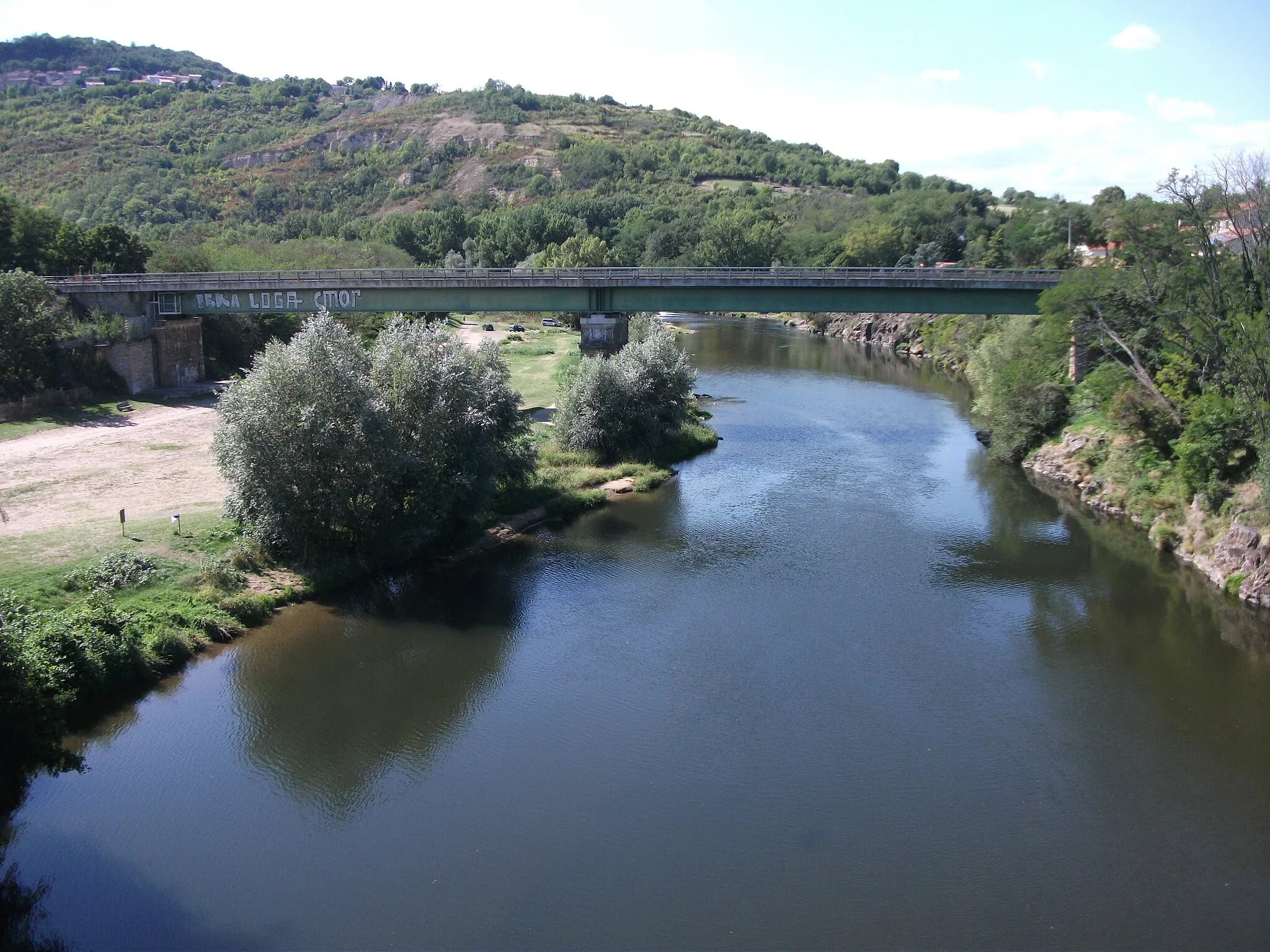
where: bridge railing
[53,267,1064,291]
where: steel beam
[56,268,1062,315]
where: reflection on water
[231,560,515,819]
[10,320,1270,948]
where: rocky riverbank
[1023,430,1270,607]
[785,314,1270,607]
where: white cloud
[1111,23,1160,50]
[0,0,1270,201]
[1024,60,1049,82]
[1147,93,1217,122]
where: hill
[0,33,234,79]
[0,37,1097,269]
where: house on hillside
[1075,241,1124,264]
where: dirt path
[0,399,226,536]
[455,324,508,350]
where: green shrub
[1173,394,1252,505]
[967,316,1068,462]
[555,321,697,461]
[1150,522,1183,552]
[142,630,198,672]
[27,589,149,710]
[0,591,79,786]
[1072,361,1134,414]
[212,315,532,565]
[220,591,275,626]
[197,550,246,591]
[64,552,159,591]
[1108,385,1177,452]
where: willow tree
[212,314,532,565]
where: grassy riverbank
[0,330,717,806]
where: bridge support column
[578,311,631,356]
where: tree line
[955,155,1270,519]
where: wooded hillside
[0,37,1100,269]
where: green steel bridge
[52,268,1062,319]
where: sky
[0,0,1270,201]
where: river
[9,320,1270,950]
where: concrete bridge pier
[578,311,631,356]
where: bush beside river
[0,316,717,822]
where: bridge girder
[56,268,1060,316]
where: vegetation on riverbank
[802,155,1270,603]
[0,307,717,801]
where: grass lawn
[0,396,165,441]
[495,324,582,407]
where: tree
[0,269,66,400]
[967,316,1067,462]
[531,235,617,268]
[86,224,153,274]
[555,317,697,459]
[212,314,531,565]
[828,221,904,268]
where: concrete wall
[154,317,203,387]
[105,338,158,394]
[70,291,150,317]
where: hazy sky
[0,0,1270,201]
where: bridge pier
[578,311,631,356]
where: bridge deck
[55,268,1062,315]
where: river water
[9,321,1270,948]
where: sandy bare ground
[455,324,508,350]
[0,399,226,537]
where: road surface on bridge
[53,268,1063,316]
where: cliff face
[1024,430,1270,607]
[810,314,933,356]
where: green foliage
[220,593,275,625]
[213,316,530,563]
[531,235,617,268]
[1173,394,1252,504]
[1072,361,1133,414]
[197,552,246,591]
[555,322,696,459]
[967,316,1068,462]
[0,270,66,399]
[0,591,79,782]
[66,552,159,591]
[828,221,905,268]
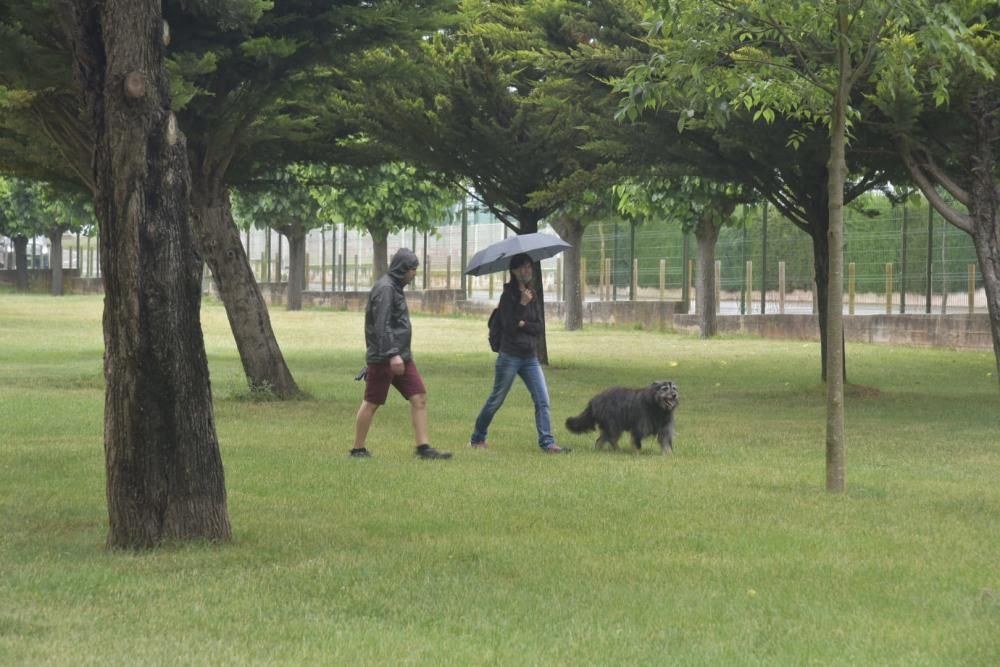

> _ZADANIE_
Zaktualizuj wszystkie powyższe rekordy, zastępując „riverbank” słowem „shore”, a resztę zostaw bez zmian. Obrazy pomiń w odpowiedzi.

> _ODPOWIEDŹ NA ZADANIE_
where: bridge railing
[53,267,1064,291]
where: steel beam
[56,268,1062,315]
where: reflection on water
[231,560,515,819]
[10,320,1270,948]
where: rocky shore
[1023,430,1270,607]
[785,314,1270,607]
where: white cloud
[1111,23,1160,50]
[0,0,1270,201]
[1024,60,1049,82]
[1147,93,1217,122]
where: hill
[0,33,234,79]
[0,37,1097,269]
where: house on hillside
[1075,241,1124,264]
where: dirt path
[0,399,226,536]
[455,324,508,350]
where: green shrub
[1173,394,1252,505]
[967,316,1068,462]
[555,321,697,461]
[1150,522,1183,552]
[142,630,198,672]
[27,589,149,710]
[0,591,79,786]
[1072,361,1134,414]
[212,315,532,565]
[220,591,275,626]
[197,550,246,591]
[64,552,159,591]
[1108,385,1177,452]
where: willow tree
[212,314,532,565]
where: grassy shore
[0,330,717,806]
where: bridge support column
[578,311,631,356]
where: tree line
[955,155,1270,519]
where: wooded hillside
[0,37,1100,269]
where: green steel bridge
[52,268,1062,319]
where: sky
[0,0,1270,201]
where: river
[9,320,1270,950]
where: concrete bridge pier
[578,311,631,356]
where: bush beside river
[0,316,717,822]
where: bridge girder
[56,268,1060,316]
where: vegetation on shore
[802,155,1270,603]
[0,307,717,801]
where: grass lawn
[0,396,165,441]
[495,324,582,407]
where: tree
[0,269,66,400]
[967,316,1067,462]
[531,235,617,268]
[86,224,153,274]
[555,317,697,459]
[212,314,531,565]
[828,221,904,268]
where: concrete wall
[154,317,203,387]
[105,338,158,394]
[70,291,150,317]
where: hazy sky
[0,0,1270,201]
where: bridge pier
[578,311,631,356]
where: bridge deck
[55,268,1062,315]
where: river water
[9,321,1270,948]
where: sandy bare ground
[455,324,508,350]
[0,399,226,537]
where: road surface on bridge
[53,268,1063,316]
where: cliff face
[1024,430,1270,607]
[810,314,933,356]
where: green foliage
[220,593,275,625]
[213,316,530,563]
[531,235,617,268]
[1173,394,1252,504]
[1072,361,1133,414]
[197,552,246,591]
[555,322,696,459]
[967,316,1068,462]
[0,270,66,399]
[0,591,79,782]
[66,552,159,591]
[828,221,905,268]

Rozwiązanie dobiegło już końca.